_Exercise objective_
Your reply should reproduce the data below without a single alteration, apart from dropping the images.

_Provided information_
----

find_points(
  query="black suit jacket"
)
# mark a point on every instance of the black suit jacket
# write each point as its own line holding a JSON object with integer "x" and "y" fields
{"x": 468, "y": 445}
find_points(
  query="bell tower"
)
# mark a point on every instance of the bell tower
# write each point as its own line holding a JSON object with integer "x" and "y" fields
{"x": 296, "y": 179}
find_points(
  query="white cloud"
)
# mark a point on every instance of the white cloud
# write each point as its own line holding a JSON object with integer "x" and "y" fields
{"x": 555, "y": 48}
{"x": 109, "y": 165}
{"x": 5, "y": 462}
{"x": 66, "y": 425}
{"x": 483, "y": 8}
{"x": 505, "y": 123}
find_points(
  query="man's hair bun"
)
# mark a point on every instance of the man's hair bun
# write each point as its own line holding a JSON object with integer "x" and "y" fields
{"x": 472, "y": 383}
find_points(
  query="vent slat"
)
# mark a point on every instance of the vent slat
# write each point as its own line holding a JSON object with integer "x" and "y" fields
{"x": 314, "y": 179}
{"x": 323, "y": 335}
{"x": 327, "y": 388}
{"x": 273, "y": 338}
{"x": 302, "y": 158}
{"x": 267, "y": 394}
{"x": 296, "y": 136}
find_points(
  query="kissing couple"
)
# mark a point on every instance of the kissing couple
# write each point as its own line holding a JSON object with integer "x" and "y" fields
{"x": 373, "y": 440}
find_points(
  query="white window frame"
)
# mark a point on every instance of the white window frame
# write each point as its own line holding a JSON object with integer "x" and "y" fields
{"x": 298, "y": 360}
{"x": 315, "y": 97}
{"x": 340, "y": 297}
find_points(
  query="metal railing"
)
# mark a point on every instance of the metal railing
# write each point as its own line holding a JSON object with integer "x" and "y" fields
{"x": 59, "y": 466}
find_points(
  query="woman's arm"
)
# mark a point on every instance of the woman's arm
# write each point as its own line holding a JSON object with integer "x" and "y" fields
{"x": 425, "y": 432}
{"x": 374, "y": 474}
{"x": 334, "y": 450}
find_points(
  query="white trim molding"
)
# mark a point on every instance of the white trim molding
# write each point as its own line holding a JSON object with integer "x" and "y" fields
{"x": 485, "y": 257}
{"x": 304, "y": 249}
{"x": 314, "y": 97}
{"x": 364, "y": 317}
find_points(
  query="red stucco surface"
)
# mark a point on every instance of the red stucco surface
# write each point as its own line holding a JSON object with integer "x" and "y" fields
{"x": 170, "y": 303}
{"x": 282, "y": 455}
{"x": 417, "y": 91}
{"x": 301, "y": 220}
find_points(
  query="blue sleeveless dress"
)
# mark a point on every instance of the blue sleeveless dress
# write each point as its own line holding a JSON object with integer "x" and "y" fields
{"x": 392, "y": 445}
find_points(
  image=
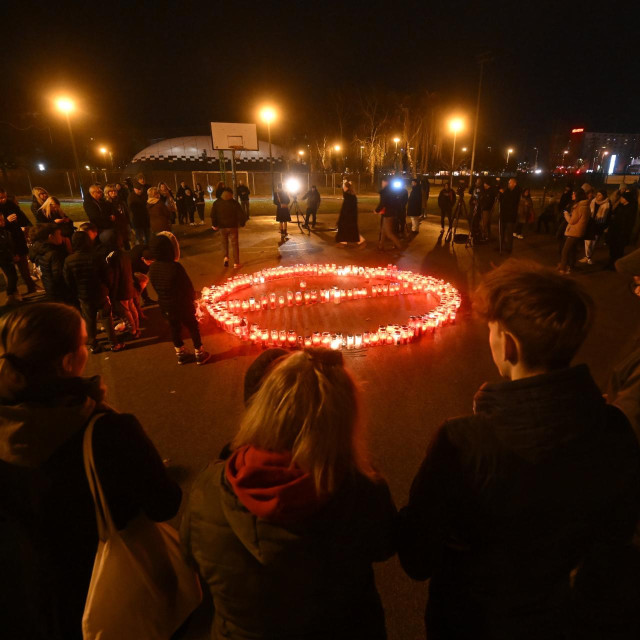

----

_Solution_
find_points(
  query="black suit jacket"
)
# mark a point on every instance of the black suit jacket
# write each point as its own line holding a JSON object with integer "x" and "y" fields
{"x": 468, "y": 445}
find_points(
  query="bell tower"
)
# mark a point on every instance of the bell tower
# write each point as its own line holding a JSON object with integer "x" and "y" fields
{"x": 296, "y": 179}
find_points(
  query="white cloud"
)
# mark a point on every instance of the white cloud
# write each point as its own line holding a JSON object with integer "x" and "y" fields
{"x": 555, "y": 48}
{"x": 109, "y": 165}
{"x": 5, "y": 462}
{"x": 66, "y": 425}
{"x": 483, "y": 8}
{"x": 505, "y": 123}
find_points(
  query="man's hair bun"
)
# mark a point on every instance of the man's hair bun
# write each point as its own line holding a JSON object with integer "x" and "y" fields
{"x": 472, "y": 383}
find_points(
  query="vent slat"
)
# mark a point on every instance of the vent slat
# write each point as its own line holding a JSON object with integer "x" and "y" fields
{"x": 314, "y": 179}
{"x": 323, "y": 335}
{"x": 327, "y": 388}
{"x": 273, "y": 338}
{"x": 302, "y": 158}
{"x": 267, "y": 394}
{"x": 296, "y": 136}
find_points(
  query="kissing couple"
)
# mark a point on every instance of the kissing couple
# write each point as its own line holding a JSON object with integer "x" and "y" fields
{"x": 373, "y": 440}
find_points(
  query="white window frame"
)
# mark a point on every instance of the white window frame
# write each point as its own line holding a JSON object with integer "x" and "y" fields
{"x": 298, "y": 360}
{"x": 315, "y": 97}
{"x": 340, "y": 297}
find_points(
  query="metal railing"
)
# mark a point on every instance of the metal railing
# write each point as its own line holding a JSON object with integer "x" and "y" fields
{"x": 59, "y": 466}
find_points(
  query="woman's arm"
)
# mark a point on every instance of the woman's arm
# write each point as its own line holding a JSON object with integer "x" and "y" fields
{"x": 425, "y": 432}
{"x": 374, "y": 474}
{"x": 334, "y": 450}
find_points(
  query="white trim molding"
)
# mark a point on every instance of the white trim molding
# write each point as its own line holding a JSON object with integer "x" and "y" fields
{"x": 485, "y": 257}
{"x": 304, "y": 249}
{"x": 314, "y": 97}
{"x": 364, "y": 317}
find_points(
  query="red stucco surface"
)
# mark a point on every instance of the red stucco surface
# write each point as its own line holding a JSON object with integer "x" and "y" fields
{"x": 170, "y": 303}
{"x": 282, "y": 455}
{"x": 417, "y": 91}
{"x": 301, "y": 220}
find_points(
  query="blue sleeveless dress"
)
# mark a point on every instance of the blue sleeveless dress
# write each point as its own line holding a JSON object with integer "x" and "y" fields
{"x": 392, "y": 445}
find_points(
  image=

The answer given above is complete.